Passage ->

== Segment start ==

You hear about ‘scripture’ all the time, but what is it?

Simply put, scripture is documentation from God.  Hopefully you see the problem with that.  If we can’t even prove that God exists, then how can we prove something is validly scriptural?  We can’t; all we can do is show that it cannot be disproved to be valid scripture.  Just like with God, Himself, we can only hope for a reasonable belief.

What do I mean by a ‘reasonable’ belief?  That is, a belief which is not contradicted by any ‘fact’.  For instance, the belief that the world is flat is not a reasonable belief, since there is ample evidence that the world is NOT flat.

There are several ‘scriptures’ out there; most God-oriented groups have one (or a set).  Most known, of course, is the Bible Old and New Testaments.  Also the Torah (a subset of the Old Testament), the Koran, the Book of Mormon and several other books from or through Joseph Smith, the New World Translation and many others,   Often one group’s scripture contradicts that of another group. How can we evaluate them to see which are really scripture?  It can be a challenge.

First and quite importantly is continuity.  It is best to have a documented path from where the scripture was received from God all the way down to ‘today’.  In police terms, the ‘chain of evidence’.  If you cannot show how the ‘paper’ in front of you got there from where God allegedly provided it, then that casts some degree of doubt on the validity of the paper.

Note that I used the term ‘paper’ twice in the sentence above.  You say your scripture is ‘oral’, that is, not written down?  That casts a lot of doubt on its validity, since showing that it was not changed anywhere in its progression is much, much harder than written scripture, which is often no picnic itself.

The next and perhaps most critical thing to show is internal consistency.  Any document which claims both ‘X’ and ‘not X’ is highly suspect.  The problem is, all scripture I am familiar with has had humans involved in writing down the revelations from God, and processing the original throughout history.  Since humans are incapable of fully understanding God, the concepts from God may have been muted, or colored by societal influences, or provided in a form suitable for human understanding (symbolic or as a parable) rather than bare fact or just have been changed (deliberately or accidentally).  This can lead to an apparent contradiction, which requires further research to resolve.

The Bible has been the focus of relentless attempts to show internal discrepancies, and there are indeed places which appear so.  As far as I know, nobody has ever proven the Bible to be out and out wrong, and many of the people who have tried have become believers.

The next test of a document is corroboration.  If a book was written about, say Ronald Regan, there are still people alive who could attest to the truth contained therein.  And a lot of other books to compare it to.  Much scripture is from too far in the past for anyone to still be alive to ask, and other written sources tend to be scarce.  For the Bible, the writings of Josephus, a Roman historian, are of use.

For older scripture, archeology can be useful.  If valid archeological research contradicts scripture, it would be a severe blow to credibility.  So far, every find I’ve heard of either supports or does not contradict the Bible.  In many cases, recent finds have eliminated claims that a person, place or culture described in the Bible never existed.

These methods can increase or decrease your reliance on the validity of scripture.  But what it really comes down to is whether God speaks to you through the scripture.

== Segment end ==

Extracted material ->
== Segment start ==

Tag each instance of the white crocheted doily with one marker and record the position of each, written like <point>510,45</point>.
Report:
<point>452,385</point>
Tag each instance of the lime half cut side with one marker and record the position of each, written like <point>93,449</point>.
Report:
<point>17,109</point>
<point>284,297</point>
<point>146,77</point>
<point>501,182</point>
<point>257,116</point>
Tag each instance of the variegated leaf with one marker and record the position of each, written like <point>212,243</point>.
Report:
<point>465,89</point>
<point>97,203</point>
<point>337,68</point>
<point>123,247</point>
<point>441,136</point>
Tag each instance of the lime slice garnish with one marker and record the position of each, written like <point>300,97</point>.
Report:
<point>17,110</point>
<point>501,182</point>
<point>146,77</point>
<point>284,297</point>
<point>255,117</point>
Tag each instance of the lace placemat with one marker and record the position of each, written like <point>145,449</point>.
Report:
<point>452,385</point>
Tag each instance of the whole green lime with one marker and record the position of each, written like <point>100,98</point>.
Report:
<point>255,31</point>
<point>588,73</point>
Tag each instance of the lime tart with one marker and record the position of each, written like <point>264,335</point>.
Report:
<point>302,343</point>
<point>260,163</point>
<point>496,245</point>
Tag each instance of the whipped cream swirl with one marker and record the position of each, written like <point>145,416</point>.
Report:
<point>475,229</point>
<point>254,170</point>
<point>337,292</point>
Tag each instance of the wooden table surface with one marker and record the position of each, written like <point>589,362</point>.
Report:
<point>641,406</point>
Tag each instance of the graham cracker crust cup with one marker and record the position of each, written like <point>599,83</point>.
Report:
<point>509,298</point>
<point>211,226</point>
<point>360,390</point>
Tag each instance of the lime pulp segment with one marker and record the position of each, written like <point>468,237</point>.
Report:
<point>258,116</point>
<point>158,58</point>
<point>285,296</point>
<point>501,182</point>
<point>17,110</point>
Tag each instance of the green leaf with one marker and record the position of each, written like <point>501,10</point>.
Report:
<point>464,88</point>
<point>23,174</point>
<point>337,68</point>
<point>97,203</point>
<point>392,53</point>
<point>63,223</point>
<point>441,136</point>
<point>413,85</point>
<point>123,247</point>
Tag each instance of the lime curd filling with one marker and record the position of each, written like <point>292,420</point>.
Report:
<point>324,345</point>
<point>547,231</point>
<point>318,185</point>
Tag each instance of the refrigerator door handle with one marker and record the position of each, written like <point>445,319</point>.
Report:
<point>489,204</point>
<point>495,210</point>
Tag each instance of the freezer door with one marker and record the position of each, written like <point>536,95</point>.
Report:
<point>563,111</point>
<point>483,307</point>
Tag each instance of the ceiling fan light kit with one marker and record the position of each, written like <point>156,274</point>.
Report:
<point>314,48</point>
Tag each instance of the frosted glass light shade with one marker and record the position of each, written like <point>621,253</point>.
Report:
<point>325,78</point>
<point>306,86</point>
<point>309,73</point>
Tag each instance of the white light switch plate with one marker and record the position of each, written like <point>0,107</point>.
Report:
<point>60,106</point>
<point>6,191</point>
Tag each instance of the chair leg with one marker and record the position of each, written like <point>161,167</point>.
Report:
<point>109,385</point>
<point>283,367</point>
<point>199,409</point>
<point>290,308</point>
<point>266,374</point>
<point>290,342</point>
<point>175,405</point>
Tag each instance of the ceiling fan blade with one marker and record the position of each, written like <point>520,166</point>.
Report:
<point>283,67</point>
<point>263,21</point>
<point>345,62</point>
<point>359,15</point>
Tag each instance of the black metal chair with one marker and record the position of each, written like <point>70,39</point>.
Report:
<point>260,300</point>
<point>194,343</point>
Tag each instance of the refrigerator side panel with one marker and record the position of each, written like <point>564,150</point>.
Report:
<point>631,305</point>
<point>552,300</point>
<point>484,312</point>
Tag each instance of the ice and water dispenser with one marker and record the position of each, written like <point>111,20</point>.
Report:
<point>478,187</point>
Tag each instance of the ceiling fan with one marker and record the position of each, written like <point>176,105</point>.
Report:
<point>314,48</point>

== Segment end ==

Required work ->
In the passage on scripture, which police term describes a documented path from where the scripture was received from God down to today?

Solution to this task ->
The "chain of evidence."